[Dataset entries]
┌────────
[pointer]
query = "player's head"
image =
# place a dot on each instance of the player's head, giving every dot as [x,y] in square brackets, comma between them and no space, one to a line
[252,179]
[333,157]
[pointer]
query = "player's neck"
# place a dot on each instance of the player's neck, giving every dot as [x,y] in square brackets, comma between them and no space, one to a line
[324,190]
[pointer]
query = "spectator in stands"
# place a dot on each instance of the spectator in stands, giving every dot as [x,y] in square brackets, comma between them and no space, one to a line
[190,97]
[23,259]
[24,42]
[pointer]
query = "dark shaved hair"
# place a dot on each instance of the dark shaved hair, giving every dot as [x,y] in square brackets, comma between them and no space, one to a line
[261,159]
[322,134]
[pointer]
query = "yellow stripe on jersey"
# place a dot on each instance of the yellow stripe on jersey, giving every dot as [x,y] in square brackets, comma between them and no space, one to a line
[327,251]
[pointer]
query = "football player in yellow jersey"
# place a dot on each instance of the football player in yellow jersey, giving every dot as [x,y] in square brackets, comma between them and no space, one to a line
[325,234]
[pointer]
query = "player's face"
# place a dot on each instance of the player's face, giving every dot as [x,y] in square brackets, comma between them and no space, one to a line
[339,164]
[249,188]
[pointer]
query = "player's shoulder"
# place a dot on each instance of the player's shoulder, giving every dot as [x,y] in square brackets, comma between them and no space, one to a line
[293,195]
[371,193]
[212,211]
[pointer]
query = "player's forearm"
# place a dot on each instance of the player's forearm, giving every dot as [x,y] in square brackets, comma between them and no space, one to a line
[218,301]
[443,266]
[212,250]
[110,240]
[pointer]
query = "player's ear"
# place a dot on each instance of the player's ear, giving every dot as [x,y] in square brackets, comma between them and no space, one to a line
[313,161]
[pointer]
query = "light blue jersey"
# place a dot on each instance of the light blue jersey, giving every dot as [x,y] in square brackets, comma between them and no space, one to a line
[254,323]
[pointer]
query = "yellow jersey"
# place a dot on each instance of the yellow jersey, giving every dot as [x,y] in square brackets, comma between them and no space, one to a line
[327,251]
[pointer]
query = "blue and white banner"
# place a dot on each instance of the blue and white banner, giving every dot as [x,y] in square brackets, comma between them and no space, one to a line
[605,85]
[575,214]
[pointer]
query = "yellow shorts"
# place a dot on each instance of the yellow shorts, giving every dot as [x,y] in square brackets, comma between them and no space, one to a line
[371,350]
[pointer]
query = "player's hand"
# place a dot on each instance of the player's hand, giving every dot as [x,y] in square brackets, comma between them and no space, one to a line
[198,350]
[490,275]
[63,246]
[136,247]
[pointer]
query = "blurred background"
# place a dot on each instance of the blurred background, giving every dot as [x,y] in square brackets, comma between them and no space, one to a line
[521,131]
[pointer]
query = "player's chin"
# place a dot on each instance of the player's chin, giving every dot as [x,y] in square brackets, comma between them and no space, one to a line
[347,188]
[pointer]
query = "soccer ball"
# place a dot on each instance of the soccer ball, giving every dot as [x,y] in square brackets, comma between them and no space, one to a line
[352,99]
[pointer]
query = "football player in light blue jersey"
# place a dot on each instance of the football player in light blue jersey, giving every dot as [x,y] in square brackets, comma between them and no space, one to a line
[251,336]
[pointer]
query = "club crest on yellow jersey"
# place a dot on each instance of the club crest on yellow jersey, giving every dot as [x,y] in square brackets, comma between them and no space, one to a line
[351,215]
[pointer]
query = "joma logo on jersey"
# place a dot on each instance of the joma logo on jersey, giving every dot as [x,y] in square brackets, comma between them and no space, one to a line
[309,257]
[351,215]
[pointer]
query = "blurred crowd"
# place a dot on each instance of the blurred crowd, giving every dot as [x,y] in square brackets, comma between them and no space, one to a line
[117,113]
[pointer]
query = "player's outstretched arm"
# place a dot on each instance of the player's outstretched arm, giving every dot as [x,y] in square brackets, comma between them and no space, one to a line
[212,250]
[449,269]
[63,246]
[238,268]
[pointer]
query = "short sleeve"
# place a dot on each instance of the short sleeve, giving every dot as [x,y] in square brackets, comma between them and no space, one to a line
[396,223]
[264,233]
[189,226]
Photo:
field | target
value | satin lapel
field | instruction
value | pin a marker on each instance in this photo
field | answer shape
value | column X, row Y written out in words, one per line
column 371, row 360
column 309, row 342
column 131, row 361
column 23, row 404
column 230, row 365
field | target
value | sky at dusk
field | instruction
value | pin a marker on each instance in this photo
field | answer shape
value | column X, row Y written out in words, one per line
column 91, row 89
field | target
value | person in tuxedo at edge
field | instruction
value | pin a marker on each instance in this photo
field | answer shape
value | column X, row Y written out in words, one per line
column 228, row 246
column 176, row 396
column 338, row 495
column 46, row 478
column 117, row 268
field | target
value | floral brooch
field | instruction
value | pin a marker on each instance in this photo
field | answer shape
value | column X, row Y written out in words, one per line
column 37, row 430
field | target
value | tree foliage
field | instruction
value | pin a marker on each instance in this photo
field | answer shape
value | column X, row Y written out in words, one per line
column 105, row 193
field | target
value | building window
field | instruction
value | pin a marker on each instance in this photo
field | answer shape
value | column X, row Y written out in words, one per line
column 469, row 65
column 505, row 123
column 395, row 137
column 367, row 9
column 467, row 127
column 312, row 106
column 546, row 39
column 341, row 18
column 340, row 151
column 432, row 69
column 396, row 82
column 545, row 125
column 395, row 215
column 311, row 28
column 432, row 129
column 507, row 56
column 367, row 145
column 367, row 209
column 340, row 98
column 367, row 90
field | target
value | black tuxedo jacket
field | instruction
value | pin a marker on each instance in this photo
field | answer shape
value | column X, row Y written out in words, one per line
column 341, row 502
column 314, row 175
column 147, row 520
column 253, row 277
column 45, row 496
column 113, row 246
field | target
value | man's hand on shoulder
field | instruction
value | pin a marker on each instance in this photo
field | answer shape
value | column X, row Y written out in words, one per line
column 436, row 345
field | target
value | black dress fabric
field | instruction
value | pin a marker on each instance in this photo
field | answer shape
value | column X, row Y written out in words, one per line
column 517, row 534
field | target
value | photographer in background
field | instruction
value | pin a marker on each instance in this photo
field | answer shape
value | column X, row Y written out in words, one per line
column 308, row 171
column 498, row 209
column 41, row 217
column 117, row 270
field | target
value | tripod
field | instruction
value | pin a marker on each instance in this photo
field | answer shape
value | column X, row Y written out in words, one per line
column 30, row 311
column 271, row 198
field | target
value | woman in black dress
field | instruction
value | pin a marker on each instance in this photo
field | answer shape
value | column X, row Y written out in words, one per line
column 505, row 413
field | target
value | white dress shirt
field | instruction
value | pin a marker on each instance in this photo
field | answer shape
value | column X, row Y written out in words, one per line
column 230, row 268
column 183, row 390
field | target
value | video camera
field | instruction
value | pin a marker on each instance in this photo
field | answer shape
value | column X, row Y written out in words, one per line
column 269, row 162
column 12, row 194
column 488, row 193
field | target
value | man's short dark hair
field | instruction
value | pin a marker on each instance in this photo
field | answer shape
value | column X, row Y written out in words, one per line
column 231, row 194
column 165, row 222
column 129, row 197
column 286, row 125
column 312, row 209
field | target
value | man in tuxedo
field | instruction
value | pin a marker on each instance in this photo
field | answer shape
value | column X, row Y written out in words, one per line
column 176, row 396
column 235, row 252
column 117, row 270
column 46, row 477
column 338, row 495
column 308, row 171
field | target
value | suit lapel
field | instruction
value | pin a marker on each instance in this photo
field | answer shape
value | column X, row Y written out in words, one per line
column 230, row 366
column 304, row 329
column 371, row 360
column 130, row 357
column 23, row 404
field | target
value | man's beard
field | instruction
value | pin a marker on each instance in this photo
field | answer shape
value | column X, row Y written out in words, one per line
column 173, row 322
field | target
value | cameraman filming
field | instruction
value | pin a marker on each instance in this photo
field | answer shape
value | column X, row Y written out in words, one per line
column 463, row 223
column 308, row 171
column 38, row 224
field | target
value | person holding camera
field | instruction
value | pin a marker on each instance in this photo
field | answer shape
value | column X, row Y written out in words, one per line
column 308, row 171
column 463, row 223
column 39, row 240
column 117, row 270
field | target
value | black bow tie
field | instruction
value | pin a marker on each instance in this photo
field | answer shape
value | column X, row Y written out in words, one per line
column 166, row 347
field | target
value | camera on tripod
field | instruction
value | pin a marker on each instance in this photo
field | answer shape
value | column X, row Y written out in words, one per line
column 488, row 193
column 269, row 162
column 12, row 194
└────────
REQUIRED ACTION:
Reproduce every line above that contains the string "person".

REPLY:
value | person in tuxedo at edge
value | person holding camera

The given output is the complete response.